• Data excerpts:
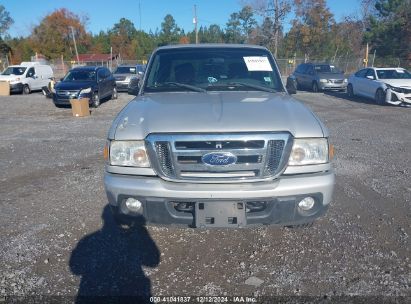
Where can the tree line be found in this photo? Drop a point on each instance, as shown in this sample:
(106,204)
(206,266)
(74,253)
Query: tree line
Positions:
(314,34)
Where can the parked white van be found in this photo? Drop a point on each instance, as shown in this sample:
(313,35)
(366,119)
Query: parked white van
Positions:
(27,77)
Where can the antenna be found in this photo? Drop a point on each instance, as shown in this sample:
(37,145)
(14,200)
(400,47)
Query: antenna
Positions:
(195,21)
(75,44)
(139,10)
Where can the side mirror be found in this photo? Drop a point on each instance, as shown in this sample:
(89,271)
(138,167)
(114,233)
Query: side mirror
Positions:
(291,86)
(134,86)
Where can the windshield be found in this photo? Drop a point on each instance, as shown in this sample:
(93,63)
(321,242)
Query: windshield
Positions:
(14,71)
(325,68)
(80,75)
(141,68)
(393,74)
(213,69)
(125,70)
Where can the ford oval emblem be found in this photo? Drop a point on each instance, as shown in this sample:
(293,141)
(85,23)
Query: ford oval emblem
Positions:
(219,159)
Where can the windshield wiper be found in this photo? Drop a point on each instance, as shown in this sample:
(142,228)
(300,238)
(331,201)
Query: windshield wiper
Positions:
(186,86)
(249,85)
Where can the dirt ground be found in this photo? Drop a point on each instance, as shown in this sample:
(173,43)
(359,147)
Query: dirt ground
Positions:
(58,238)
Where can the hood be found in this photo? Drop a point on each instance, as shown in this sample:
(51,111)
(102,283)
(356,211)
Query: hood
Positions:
(10,77)
(214,112)
(74,85)
(331,75)
(403,83)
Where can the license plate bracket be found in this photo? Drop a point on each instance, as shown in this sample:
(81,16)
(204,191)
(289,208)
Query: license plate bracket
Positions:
(220,214)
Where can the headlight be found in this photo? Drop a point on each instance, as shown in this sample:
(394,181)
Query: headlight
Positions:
(128,154)
(395,89)
(310,151)
(85,91)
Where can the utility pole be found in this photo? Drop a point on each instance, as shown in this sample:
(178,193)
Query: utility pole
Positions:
(366,56)
(75,44)
(273,13)
(195,22)
(139,9)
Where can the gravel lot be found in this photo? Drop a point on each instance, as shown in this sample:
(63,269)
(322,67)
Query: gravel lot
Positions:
(57,236)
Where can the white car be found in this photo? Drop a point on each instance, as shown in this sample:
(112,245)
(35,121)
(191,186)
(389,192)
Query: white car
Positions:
(27,77)
(384,85)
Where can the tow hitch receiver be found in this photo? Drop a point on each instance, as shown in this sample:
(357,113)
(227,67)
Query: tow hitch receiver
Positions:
(220,214)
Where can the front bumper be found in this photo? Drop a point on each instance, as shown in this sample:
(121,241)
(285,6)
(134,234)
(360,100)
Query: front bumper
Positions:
(397,98)
(16,88)
(65,100)
(279,198)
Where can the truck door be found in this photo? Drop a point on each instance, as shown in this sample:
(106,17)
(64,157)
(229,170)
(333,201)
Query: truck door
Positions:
(33,80)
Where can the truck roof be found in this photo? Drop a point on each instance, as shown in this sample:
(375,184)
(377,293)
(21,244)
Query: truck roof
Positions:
(211,45)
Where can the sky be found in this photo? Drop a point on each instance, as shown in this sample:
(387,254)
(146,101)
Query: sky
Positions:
(103,14)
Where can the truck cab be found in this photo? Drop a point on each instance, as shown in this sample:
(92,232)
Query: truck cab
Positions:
(214,139)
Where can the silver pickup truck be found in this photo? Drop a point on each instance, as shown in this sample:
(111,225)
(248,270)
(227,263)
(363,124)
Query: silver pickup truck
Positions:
(213,139)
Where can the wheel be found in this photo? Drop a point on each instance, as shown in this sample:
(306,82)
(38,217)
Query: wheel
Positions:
(302,226)
(26,89)
(380,97)
(315,87)
(95,99)
(114,94)
(350,91)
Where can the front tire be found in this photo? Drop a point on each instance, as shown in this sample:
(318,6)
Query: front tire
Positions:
(315,87)
(380,97)
(26,89)
(114,94)
(95,99)
(350,91)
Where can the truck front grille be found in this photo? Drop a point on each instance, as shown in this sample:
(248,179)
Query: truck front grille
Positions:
(179,157)
(67,93)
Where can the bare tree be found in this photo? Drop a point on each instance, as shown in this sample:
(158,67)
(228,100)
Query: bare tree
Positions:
(276,10)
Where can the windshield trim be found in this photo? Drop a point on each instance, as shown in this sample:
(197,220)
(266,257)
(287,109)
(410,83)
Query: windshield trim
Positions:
(245,49)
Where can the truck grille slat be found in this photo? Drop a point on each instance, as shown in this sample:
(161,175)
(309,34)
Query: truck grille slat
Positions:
(179,157)
(163,153)
(274,152)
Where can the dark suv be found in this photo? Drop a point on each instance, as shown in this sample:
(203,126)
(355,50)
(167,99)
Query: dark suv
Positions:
(90,82)
(318,76)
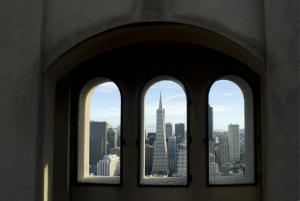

• Directions for this task: Rewrite the part of the listing above that opens with the line containing "Where can the truck front" and runs through the end of the listing, keeping the requests as they are but scaling every coordinate in the answers by 1.2 and rounding to whole numbers, with halves rounded up. Leave the pictures out and give only those lines.

• Exercise solution:
Where can the truck front grille be found in this photo? Drop a point on each instance, as shown in this sample:
(248,179)
Query: truck front grille
Positions:
(215,188)
(80,112)
Where can the bare tree be found in this photo? Drop a point on each instance, as shown in this sample:
(158,67)
(228,100)
Query: bare tree
Positions:
(331,12)
Where can the windshield trim be found in this photo? Drop a point on each instance, as shown in this sample:
(197,220)
(266,257)
(287,109)
(410,83)
Query: windshield trim
Positions:
(294,59)
Where can the truck grille slat be found in this photo? Drop a point on each instance, as shown in this sample:
(161,175)
(309,34)
Query: truck grille slat
Positions:
(215,188)
(196,184)
(329,182)
Where can the dark suv be found in this photo? Drop a point on each instance, as shown in this sample:
(203,126)
(355,50)
(167,99)
Query: dark suv
Positions:
(108,98)
(382,91)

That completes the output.